# Task:
Copy each of the following items word for word, with no changes.

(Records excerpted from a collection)
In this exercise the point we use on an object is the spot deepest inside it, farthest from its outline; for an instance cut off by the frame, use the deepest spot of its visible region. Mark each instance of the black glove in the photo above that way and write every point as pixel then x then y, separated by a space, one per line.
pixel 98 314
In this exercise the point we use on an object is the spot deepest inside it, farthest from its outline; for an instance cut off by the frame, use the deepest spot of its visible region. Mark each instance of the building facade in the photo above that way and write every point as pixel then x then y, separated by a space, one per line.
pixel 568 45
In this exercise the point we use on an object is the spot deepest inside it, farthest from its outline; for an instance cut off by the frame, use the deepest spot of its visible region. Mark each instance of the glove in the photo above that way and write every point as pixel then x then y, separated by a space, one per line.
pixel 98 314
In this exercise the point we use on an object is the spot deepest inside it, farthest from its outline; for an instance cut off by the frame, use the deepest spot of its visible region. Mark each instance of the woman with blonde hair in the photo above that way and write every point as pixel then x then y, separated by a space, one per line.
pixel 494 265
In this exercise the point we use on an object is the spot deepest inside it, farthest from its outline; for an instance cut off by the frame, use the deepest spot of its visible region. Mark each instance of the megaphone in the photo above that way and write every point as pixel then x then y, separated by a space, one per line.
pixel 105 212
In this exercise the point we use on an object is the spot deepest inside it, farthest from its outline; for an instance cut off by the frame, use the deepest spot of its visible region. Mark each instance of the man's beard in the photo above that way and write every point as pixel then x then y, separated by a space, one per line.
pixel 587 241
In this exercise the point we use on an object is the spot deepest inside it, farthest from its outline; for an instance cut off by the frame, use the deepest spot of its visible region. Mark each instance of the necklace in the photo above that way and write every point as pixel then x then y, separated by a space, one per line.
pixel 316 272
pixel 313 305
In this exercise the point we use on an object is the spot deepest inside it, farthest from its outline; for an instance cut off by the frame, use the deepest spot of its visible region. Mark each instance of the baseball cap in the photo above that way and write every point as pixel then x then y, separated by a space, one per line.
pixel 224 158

# Final result:
In this exercise the point we use on an object is the spot deepest inside it, farthest from its outline; for an instance cut off by the frame, use the deepest spot of its visible region. Mark each instance of the black glove in the photo above that way and write every point as pixel then x then y, separated by a space, one per line.
pixel 98 314
In this exercise the point we use on an object is the spot deepest inside it, farthest from its outline; for an instance cut off by the frame, use the deepest spot of its visible region. Mark each instance of the building facade in the photo above that way and write every point as pixel then x then y, separated by a space, one per line.
pixel 568 45
In this exercise the point we use on an object is the spot deepest inside it, farthest from its outline; for an instance cut off by the frame, use the deepest spot of its visible region. Mark each instance of the glove in the photo above that way and write every point as pixel then x then y, separated by a space, one per line.
pixel 98 314
In this exercise the point we use on an object is the spot deepest inside it, farthest from its outline; for an instance cut off by the frame, use the deepest spot of its visible region. Mark each instance of the woman with blonde hair in the photo above that way and write every point as pixel then x then y, separated by a space, one per line.
pixel 494 265
In this exercise the point we use on an object is the spot deepest inside it, farthest from its outline; for an instance cut off by the frame, use the deepest spot of its visible region. Mark each instance of the megaphone in the photo above that way and write every point as pixel then x then y, separated by a space, one per line.
pixel 105 212
In this exercise the point we use on an object is the spot deepest inside it, farthest from its outline; for an instance cut off by the frame, use the deepest spot of its visible region. Mark each instance of the man's beard in the photo above that way and write every point as pixel then x then y, separated by a space, one per line.
pixel 587 241
In this exercise the point we use on an object is the spot deepest inside it, farthest from its outline; for an instance cut off by the frame, use the deepest spot of its visible region. Mark each instance of the necklace in the photo above that way and write every point as pixel then x then y, separated by a space, one per line.
pixel 316 272
pixel 313 305
In this exercise the point we use on an object is the spot deepest inside it, farthest from its outline; for an instance cut off by the frame, use the deepest spot of its visible region. Mark each instance of the baseball cap in the photo above that way and write every point as pixel then x then y, separated by a space, one per line.
pixel 224 158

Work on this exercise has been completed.